Durch die Reduktion auf wenige große Betonierabschnitte und die gezielte Oberflächenbearbeitung durch Stocken der beigegelb durchgefärbten Betonschale konnte ein unverwechselbarer Gesamteindruck erzeugt werden, der mit seiner Modernität der Gediegenheit einer traditionellen bayrischen Bautradition in nichts nachsteht. Mit der einheitlichen Außenfläche ohne sichtbare Fugen oder Ankerlöcher, die mit ihrer changierenden Farbigkeit an eine Natursteinfassade erinnert, verbinden Bez + Kock Architekten die gewünschte Hochwertigkeit der Fassadenwirkung mit der erforderlichen Robustheit eines öffentlichen Gebäudes.

**Mitgelieferte Daten**
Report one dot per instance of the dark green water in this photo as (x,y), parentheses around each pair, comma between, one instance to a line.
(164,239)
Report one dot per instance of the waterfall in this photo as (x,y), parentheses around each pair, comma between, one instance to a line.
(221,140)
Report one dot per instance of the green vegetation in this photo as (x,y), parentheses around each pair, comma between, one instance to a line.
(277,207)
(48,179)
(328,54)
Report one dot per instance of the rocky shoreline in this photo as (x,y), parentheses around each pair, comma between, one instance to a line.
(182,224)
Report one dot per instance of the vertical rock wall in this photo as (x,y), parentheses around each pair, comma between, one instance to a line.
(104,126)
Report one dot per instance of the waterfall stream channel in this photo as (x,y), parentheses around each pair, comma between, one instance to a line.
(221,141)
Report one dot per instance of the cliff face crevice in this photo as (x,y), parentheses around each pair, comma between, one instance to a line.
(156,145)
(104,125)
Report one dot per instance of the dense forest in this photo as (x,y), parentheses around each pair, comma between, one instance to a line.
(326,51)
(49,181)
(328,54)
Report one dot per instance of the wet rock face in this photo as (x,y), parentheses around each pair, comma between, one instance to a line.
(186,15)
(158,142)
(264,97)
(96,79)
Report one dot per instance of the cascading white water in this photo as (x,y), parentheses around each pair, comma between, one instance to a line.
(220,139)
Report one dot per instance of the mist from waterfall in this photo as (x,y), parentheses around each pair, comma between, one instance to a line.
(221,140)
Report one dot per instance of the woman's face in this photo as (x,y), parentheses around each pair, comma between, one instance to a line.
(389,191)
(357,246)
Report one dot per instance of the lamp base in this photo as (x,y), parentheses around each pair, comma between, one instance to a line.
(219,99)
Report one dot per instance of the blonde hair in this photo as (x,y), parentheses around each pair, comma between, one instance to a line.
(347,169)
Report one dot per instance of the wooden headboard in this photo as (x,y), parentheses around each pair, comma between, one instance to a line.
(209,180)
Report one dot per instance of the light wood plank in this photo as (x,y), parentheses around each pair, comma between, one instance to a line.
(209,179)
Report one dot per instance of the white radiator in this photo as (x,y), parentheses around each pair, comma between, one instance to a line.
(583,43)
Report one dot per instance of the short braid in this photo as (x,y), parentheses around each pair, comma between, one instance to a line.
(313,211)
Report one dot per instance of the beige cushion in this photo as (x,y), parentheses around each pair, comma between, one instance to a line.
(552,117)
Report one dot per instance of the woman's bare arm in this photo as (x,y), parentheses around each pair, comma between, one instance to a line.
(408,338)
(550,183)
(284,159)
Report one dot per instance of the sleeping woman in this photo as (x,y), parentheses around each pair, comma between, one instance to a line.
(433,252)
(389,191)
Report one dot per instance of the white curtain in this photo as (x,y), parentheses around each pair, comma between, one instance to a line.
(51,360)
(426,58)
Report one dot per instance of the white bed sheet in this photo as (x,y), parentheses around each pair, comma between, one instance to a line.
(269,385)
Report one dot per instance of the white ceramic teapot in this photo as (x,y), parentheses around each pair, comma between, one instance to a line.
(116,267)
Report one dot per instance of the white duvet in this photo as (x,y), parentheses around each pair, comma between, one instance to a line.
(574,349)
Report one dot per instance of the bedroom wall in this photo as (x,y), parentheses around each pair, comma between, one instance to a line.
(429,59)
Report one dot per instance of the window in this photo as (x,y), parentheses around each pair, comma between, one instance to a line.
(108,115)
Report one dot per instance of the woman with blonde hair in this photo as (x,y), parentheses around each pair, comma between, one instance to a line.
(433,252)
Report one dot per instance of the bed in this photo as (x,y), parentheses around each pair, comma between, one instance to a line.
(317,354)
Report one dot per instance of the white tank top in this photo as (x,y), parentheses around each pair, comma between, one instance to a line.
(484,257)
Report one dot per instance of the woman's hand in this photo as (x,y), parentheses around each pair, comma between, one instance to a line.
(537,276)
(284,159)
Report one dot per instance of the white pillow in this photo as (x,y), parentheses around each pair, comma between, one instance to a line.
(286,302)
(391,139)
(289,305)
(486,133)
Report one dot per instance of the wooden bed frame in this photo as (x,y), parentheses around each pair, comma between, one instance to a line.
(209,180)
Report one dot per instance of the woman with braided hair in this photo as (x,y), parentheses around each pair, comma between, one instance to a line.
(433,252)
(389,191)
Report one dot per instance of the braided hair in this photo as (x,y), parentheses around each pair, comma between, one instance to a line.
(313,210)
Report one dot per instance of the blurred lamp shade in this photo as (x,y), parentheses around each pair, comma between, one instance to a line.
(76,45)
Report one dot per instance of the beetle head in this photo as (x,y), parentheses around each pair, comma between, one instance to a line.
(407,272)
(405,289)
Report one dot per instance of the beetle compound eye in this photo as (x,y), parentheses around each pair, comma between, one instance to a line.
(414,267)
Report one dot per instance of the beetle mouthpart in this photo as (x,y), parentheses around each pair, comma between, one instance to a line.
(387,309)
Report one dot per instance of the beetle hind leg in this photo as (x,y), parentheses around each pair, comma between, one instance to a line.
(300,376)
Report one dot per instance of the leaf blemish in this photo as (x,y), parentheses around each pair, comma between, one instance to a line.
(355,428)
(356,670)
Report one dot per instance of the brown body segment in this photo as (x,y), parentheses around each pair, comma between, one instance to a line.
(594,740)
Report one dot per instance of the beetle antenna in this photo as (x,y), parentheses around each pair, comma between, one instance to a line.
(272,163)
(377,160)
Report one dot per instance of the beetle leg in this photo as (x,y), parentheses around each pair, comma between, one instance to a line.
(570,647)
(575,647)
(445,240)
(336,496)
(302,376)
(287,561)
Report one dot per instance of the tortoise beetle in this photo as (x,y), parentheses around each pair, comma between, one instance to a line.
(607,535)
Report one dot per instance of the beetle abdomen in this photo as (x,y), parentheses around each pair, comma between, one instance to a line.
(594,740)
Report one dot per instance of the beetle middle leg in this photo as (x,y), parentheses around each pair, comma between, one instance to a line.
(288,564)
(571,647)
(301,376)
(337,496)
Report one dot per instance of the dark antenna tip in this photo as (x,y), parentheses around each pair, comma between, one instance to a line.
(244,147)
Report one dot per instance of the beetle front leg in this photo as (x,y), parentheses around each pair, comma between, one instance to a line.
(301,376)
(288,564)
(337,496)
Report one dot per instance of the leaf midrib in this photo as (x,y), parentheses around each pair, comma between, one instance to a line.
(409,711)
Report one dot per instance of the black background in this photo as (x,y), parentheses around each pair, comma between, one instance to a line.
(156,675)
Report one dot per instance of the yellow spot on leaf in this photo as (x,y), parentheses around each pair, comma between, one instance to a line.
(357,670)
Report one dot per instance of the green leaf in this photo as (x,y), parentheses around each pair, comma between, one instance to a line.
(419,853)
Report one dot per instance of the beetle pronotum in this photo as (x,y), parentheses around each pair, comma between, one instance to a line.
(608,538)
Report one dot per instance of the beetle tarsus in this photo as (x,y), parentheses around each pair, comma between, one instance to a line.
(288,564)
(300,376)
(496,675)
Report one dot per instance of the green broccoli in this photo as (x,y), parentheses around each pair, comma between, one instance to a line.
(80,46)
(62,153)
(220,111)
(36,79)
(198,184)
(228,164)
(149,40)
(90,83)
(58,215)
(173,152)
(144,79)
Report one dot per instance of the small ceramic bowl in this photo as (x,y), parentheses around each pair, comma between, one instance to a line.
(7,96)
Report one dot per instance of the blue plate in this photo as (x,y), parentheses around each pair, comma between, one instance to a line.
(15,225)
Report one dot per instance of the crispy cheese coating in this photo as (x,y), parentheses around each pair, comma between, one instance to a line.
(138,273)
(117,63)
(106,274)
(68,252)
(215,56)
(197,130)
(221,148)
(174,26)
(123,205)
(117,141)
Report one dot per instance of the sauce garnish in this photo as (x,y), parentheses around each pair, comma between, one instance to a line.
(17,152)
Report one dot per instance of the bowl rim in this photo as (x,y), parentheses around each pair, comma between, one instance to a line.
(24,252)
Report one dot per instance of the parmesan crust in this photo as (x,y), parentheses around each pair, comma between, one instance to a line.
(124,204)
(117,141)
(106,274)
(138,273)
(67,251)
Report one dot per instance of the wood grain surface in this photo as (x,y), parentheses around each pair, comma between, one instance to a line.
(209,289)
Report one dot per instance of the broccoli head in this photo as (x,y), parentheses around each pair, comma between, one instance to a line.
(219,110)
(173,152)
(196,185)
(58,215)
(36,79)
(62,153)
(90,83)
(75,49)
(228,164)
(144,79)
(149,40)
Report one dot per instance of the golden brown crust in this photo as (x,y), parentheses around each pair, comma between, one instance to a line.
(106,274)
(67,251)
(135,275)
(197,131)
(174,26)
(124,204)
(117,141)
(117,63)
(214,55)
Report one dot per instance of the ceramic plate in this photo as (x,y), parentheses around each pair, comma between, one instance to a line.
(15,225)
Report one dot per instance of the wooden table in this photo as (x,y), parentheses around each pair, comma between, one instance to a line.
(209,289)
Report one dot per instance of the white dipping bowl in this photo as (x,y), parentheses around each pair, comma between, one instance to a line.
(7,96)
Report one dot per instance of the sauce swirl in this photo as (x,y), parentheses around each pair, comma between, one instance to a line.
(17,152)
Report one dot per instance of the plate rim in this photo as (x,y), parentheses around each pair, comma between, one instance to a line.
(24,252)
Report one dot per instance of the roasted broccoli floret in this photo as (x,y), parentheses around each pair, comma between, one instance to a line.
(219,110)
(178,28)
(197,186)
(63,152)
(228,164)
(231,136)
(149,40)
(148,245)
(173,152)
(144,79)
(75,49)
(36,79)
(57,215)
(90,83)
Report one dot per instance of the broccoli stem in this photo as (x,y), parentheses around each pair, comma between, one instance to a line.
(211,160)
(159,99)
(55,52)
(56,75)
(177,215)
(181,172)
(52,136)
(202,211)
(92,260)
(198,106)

**Dein Ziel**
Gib aus dem Auszug zur Betonfassade einen Abschnitt wörtlich wieder. Setze bei den Worten „Durch die Reduktion“ ein und höre nach „eines öffentlichen Gebäudes.“ auf. Die Daten braucht es hier nicht.

**Erwartete Antwort**
Durch die Reduktion auf wenige große Betonierabschnitte und die gezielte Oberflächenbearbeitung durch Stocken der beigegelb durchgefärbten Betonschale konnte ein unverwechselbarer Gesamteindruck erzeugt werden, der mit seiner Modernität der Gediegenheit einer traditionellen bayrischen Bautradition in nichts nachsteht. Mit der einheitlichen Außenfläche ohne sichtbare Fugen oder Ankerlöcher, die mit ihrer changierenden Farbigkeit an eine Natursteinfassade erinnert, verbinden Bez + Kock Architekten die gewünschte Hochwertigkeit der Fassadenwirkung mit der erforderlichen Robustheit eines öffentlichen Gebäudes.